Task statement>
According to the article on police use of private DNA databases, what must law enforcement provide to get access to the information held by Ancestry.com and 23andMe?

Source passage>
Cops are turning to privately held DNA databases for info to help with investigations

For those people who are worried about privacy and know how these things usually work out, the fact that Ancestry.com and 23andMe offered DNA analyzing services for genealogy tracing and medical diagnostic services meant that one day, those databases will be used by law enforcement.

And, as it turns out, they were right.

Ancestry.com, the largest for-profit genealogy company in the world, and 23andMe, a personal genomics and biotechnology company, are both privately held. Still, both companies said in their policies that law enforcement will be given access to information in those databases if they provide a court order.

According to Kashmir Hill, they have begun to do so.

Wired’s Brendan Koerner recently wrote about an instance when US cops used DNA information found in a database bought by Ancestry.com and made publicly available by them to try to solve a decades-old unsolved murder.

A so-called familial DNA search tied to the DNA collected at the murder scene turned up a result: a man who ultimately had nothing to do with the incident. Still, the mere fact that he was a suspect might have wreaked havoc in his life.

Koerner noted that “familial DNA searches can generate more noise than signal,” and “the technology’s limitations have the potential to cause real harm.”

These are things that probably none of the people who submitted their DNA for analysis to these two companies (and others) thought about before doing it.

As stated before, both companies said in their privacy policy that there was a possibility that they would be forced to share user data with law enforcement. Also, they are allegedly evaluating very carefully each request for information they get.

23andMe also plans to publish a transparency report about them, and to notify the affected customers about the request (if they are not prohibited to do so).

Stored data entries
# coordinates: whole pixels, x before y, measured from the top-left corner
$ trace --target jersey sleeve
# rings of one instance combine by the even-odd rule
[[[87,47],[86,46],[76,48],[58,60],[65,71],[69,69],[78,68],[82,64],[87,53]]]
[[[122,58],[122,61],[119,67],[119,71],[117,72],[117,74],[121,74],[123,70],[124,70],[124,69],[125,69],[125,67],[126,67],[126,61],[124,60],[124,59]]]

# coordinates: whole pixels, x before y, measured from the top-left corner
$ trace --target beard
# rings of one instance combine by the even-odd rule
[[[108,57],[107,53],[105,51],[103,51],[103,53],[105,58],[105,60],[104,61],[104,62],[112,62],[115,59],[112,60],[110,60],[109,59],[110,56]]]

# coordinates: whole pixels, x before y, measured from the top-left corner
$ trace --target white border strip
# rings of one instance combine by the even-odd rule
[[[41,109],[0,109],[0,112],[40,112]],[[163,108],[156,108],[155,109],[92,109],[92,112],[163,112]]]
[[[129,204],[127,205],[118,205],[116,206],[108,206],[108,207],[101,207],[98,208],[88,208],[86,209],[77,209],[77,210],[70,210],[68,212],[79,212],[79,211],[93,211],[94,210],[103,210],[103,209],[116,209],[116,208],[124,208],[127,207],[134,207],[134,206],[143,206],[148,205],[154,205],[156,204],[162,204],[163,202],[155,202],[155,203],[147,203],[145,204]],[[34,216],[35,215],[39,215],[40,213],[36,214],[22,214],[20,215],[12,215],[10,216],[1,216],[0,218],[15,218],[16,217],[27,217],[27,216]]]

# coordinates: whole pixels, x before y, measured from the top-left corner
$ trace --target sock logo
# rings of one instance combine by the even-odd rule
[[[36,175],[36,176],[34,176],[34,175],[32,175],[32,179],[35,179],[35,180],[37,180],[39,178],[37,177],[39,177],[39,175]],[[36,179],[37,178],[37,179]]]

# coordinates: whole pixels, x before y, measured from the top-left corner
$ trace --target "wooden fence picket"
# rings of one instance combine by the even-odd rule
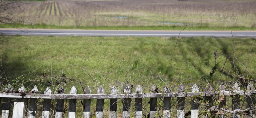
[[[37,88],[36,87],[36,86],[35,85],[33,89],[31,90],[30,92],[36,93],[37,92],[38,92]],[[36,117],[38,101],[37,99],[30,99],[29,103],[29,111],[28,111],[28,118],[35,118]]]
[[[139,95],[142,93],[142,89],[139,85],[135,90],[136,93]],[[142,118],[142,98],[135,99],[135,118]]]
[[[165,93],[171,92],[171,89],[166,87],[164,89],[164,92]],[[170,118],[171,114],[170,109],[171,109],[171,97],[164,98],[164,111],[163,115],[164,118]]]
[[[196,83],[193,85],[191,89],[192,92],[197,92],[199,91],[198,86]],[[196,97],[195,98],[192,98],[191,103],[191,118],[197,118],[198,115],[198,107],[199,105],[198,100],[199,98]]]
[[[59,94],[64,94],[65,91],[62,86],[61,86],[58,91]],[[57,99],[56,104],[55,118],[62,118],[63,114],[63,107],[64,105],[64,99]]]
[[[184,93],[185,88],[182,84],[179,86],[178,91],[178,92],[182,94]],[[185,114],[185,97],[179,97],[177,98],[177,118],[184,118]]]
[[[252,85],[251,82],[250,82],[247,86],[247,90],[254,90],[254,87],[253,87],[253,85]],[[254,91],[254,93],[255,92]],[[247,95],[247,96],[246,96],[246,101],[247,101],[247,105],[246,107],[247,108],[253,108],[253,109],[255,108],[255,95],[254,94]],[[248,114],[248,115],[247,118],[255,118],[254,110],[252,109],[249,111],[249,114]]]
[[[204,108],[207,109],[204,109],[204,111],[211,114],[211,116],[208,116],[209,114],[204,114],[203,115],[204,116],[201,116],[202,117],[212,117],[211,115],[213,114],[212,114],[213,112],[216,112],[214,113],[218,114],[218,117],[220,118],[224,118],[226,116],[228,116],[228,115],[226,115],[227,114],[230,114],[232,115],[233,118],[240,118],[241,115],[244,116],[245,115],[246,115],[247,118],[255,118],[254,108],[256,90],[255,90],[253,85],[251,82],[248,85],[246,90],[240,90],[237,82],[235,84],[232,90],[230,91],[226,91],[225,86],[222,84],[219,87],[219,91],[214,91],[211,85],[209,83],[205,86],[205,90],[203,92],[199,91],[199,87],[195,83],[192,87],[191,92],[187,92],[185,87],[182,84],[178,86],[177,92],[172,92],[170,88],[165,87],[163,92],[161,93],[159,92],[159,90],[156,88],[154,85],[150,91],[151,92],[151,93],[143,93],[141,87],[140,85],[138,85],[135,89],[135,93],[133,93],[132,92],[131,86],[128,85],[124,88],[124,93],[118,94],[117,90],[114,85],[111,89],[110,94],[105,94],[104,90],[100,85],[97,90],[97,94],[91,94],[91,89],[87,86],[83,91],[85,95],[76,94],[76,89],[73,86],[70,90],[69,94],[65,94],[64,89],[62,86],[60,86],[58,91],[58,94],[54,95],[51,94],[52,91],[49,86],[48,86],[44,91],[44,94],[38,94],[38,90],[35,85],[29,92],[25,92],[25,88],[22,85],[19,89],[18,93],[12,93],[11,92],[13,91],[9,90],[9,88],[7,87],[5,89],[6,92],[0,93],[0,97],[3,98],[2,117],[7,118],[10,115],[9,110],[10,108],[11,107],[11,105],[12,104],[10,101],[11,99],[14,98],[15,99],[12,117],[14,118],[34,118],[41,117],[36,116],[36,114],[40,114],[40,113],[37,113],[36,111],[37,101],[40,99],[43,99],[44,100],[42,118],[49,118],[50,117],[56,118],[63,117],[64,101],[67,100],[69,100],[68,117],[70,118],[76,117],[77,100],[80,99],[84,100],[84,118],[92,117],[95,117],[96,118],[102,118],[105,99],[110,99],[109,117],[110,118],[117,118],[118,117],[118,99],[122,100],[123,118],[129,118],[130,117],[134,116],[135,118],[141,118],[142,115],[145,117],[148,117],[149,115],[150,118],[156,118],[159,117],[170,118],[175,115],[173,115],[173,113],[170,112],[172,106],[171,100],[173,97],[176,97],[177,118],[185,118],[190,114],[188,112],[185,114],[185,98],[189,97],[191,98],[191,118],[197,118],[199,116],[198,108],[201,104],[199,99],[201,96],[202,98],[204,97],[204,105],[207,106],[207,107],[204,107],[206,108]],[[247,109],[240,110],[242,108],[240,107],[241,107],[240,106],[240,103],[244,102],[243,101],[240,100],[241,96],[246,96]],[[232,107],[232,111],[231,111],[230,108],[227,109],[226,107],[223,107],[224,106],[226,106],[226,97],[227,96],[232,96],[232,105],[230,106],[230,108]],[[213,98],[214,97],[214,98]],[[150,111],[148,114],[143,114],[142,112],[142,100],[143,99],[146,98],[150,98]],[[161,99],[163,100],[163,102],[161,101],[159,102],[159,109],[158,109],[158,107],[157,107],[156,106],[157,98],[161,98],[163,99]],[[130,113],[132,99],[135,100],[135,113],[132,115],[132,116],[130,116],[132,114]],[[95,115],[93,116],[90,116],[91,99],[96,99],[97,101]],[[27,115],[26,111],[28,109],[28,102],[29,99],[29,110]],[[53,109],[56,109],[55,116],[51,116],[52,115],[50,114],[51,113],[54,113],[54,111],[50,111],[51,101],[52,99],[57,100],[56,107],[53,108]],[[216,102],[214,102],[214,105],[212,105],[213,100],[216,100]],[[106,110],[107,111],[108,110]],[[157,111],[160,113],[157,112]],[[162,112],[162,114],[161,113]],[[244,117],[244,116],[243,116]]]
[[[105,92],[101,85],[97,90],[97,94],[104,94]],[[103,110],[104,107],[104,99],[97,99],[96,103],[96,118],[103,117]]]
[[[219,100],[220,100],[220,102],[219,104],[220,105],[219,107],[223,107],[223,106],[226,105],[226,97],[224,94],[224,91],[225,91],[226,89],[225,86],[223,84],[221,83],[220,86],[219,91],[220,92],[220,94],[219,96]],[[218,114],[218,117],[219,118],[224,118],[224,116],[223,115],[223,114]]]
[[[236,91],[240,91],[240,87],[237,83],[236,83],[234,86],[232,88],[234,91],[232,92],[236,93]],[[240,109],[239,105],[240,105],[240,100],[239,100],[240,95],[238,94],[232,96],[232,104],[233,105],[232,110],[233,111],[237,110]],[[240,118],[240,115],[237,114],[233,114],[233,118]]]
[[[44,94],[52,94],[52,90],[49,86],[47,86],[44,91]],[[51,99],[44,99],[44,105],[43,107],[42,118],[49,118],[50,116]]]
[[[73,86],[69,91],[69,94],[75,95],[76,94],[76,89]],[[69,100],[69,110],[68,111],[68,118],[76,118],[76,99]]]
[[[128,95],[132,93],[132,90],[130,86],[127,86],[124,90],[124,93],[126,95]],[[123,118],[129,118],[130,116],[130,110],[131,107],[131,99],[124,98],[123,101]]]
[[[10,90],[11,85],[8,84],[7,87],[4,89],[6,91],[12,91]],[[9,116],[10,107],[11,107],[11,98],[4,98],[3,101],[3,109],[2,110],[2,118],[8,118]]]
[[[89,86],[87,86],[84,92],[84,94],[91,94],[91,89]],[[90,108],[91,108],[91,99],[84,99],[84,118],[90,117]]]
[[[156,93],[156,85],[154,85],[151,88],[151,91],[153,93]],[[157,98],[150,98],[150,106],[149,110],[149,117],[150,118],[154,118],[156,116],[156,104],[157,103]]]
[[[110,94],[117,94],[117,90],[116,86],[114,85],[111,89]],[[117,99],[110,99],[110,107],[109,107],[109,118],[117,118]]]
[[[23,93],[25,92],[25,87],[23,85],[19,89],[19,92]],[[22,95],[22,94],[21,94]],[[26,100],[25,98],[16,98],[13,103],[13,111],[12,113],[12,118],[23,118],[25,117],[25,111],[26,108]]]
[[[210,84],[210,83],[208,83],[205,86],[205,91],[206,92],[212,92],[213,89],[212,87],[212,86]],[[212,107],[212,95],[208,94],[207,96],[204,97],[204,102],[206,104],[207,106],[208,107]],[[207,115],[207,114],[206,115]],[[205,117],[205,116],[204,116]],[[209,116],[208,116],[209,117]]]
[[[4,104],[2,110],[2,118],[8,118],[11,106],[11,98],[4,98]]]

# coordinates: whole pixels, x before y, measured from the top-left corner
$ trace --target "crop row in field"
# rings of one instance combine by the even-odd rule
[[[24,5],[28,10],[13,17],[24,23],[64,26],[182,26],[186,22],[191,26],[253,27],[256,4],[250,0],[50,1]]]

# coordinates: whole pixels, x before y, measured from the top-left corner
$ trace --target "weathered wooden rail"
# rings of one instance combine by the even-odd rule
[[[55,117],[56,118],[62,118],[63,112],[63,106],[64,100],[69,100],[69,118],[76,117],[76,100],[83,99],[84,118],[90,118],[90,114],[91,100],[97,99],[96,105],[96,117],[101,118],[103,117],[103,108],[104,100],[106,99],[110,99],[110,106],[109,107],[109,117],[117,118],[117,101],[118,99],[122,99],[123,118],[130,117],[130,111],[131,99],[135,99],[135,114],[132,116],[135,118],[142,117],[142,99],[143,98],[150,98],[150,106],[149,111],[150,118],[158,118],[156,117],[157,112],[157,98],[163,98],[163,104],[162,107],[162,117],[164,118],[173,117],[171,116],[170,113],[171,98],[172,97],[177,98],[177,118],[183,118],[185,117],[185,105],[186,97],[191,97],[191,117],[198,118],[199,104],[197,100],[199,97],[204,97],[205,101],[208,104],[212,104],[212,97],[218,96],[222,99],[219,99],[219,109],[217,109],[216,106],[208,108],[208,110],[219,110],[221,112],[219,114],[219,117],[224,118],[225,113],[232,114],[233,118],[239,118],[239,114],[241,112],[247,112],[247,118],[254,118],[255,95],[256,91],[253,85],[249,84],[247,86],[246,90],[240,90],[237,83],[234,85],[232,91],[226,91],[224,85],[221,84],[219,91],[213,91],[210,84],[207,85],[204,92],[199,92],[198,87],[195,84],[192,87],[191,92],[187,92],[184,87],[180,85],[177,92],[171,92],[170,89],[165,87],[162,93],[156,93],[154,90],[156,89],[154,85],[151,88],[152,92],[150,93],[143,93],[141,88],[138,85],[135,89],[135,93],[132,93],[130,86],[127,86],[124,90],[124,93],[118,94],[117,90],[114,86],[110,91],[110,94],[105,94],[105,91],[100,86],[97,91],[97,94],[91,94],[91,90],[87,86],[84,91],[82,94],[76,94],[76,90],[74,86],[71,88],[69,94],[65,94],[63,88],[61,87],[58,91],[58,94],[52,94],[52,91],[49,87],[48,87],[44,91],[44,94],[38,94],[38,92],[36,86],[35,86],[31,90],[30,93],[25,93],[25,88],[22,86],[19,89],[20,93],[0,93],[0,97],[3,98],[3,107],[2,111],[2,117],[8,118],[11,107],[11,101],[12,98],[15,100],[13,103],[13,118],[25,118],[28,113],[28,118],[35,118],[37,112],[37,106],[38,99],[43,100],[43,110],[42,113],[42,118],[48,118],[50,117],[50,106],[51,100],[52,99],[56,99],[57,103]],[[239,99],[241,95],[246,95],[247,100],[246,109],[240,110],[240,103],[241,102]],[[232,96],[232,110],[226,109],[222,107],[225,105],[226,96]],[[30,100],[30,102],[28,102]],[[26,112],[26,109],[29,105],[28,112]],[[212,107],[212,106],[210,106]],[[28,112],[27,113],[27,112]],[[240,114],[240,115],[241,114]],[[205,117],[210,117],[205,116]]]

Answer for the task>
A court order.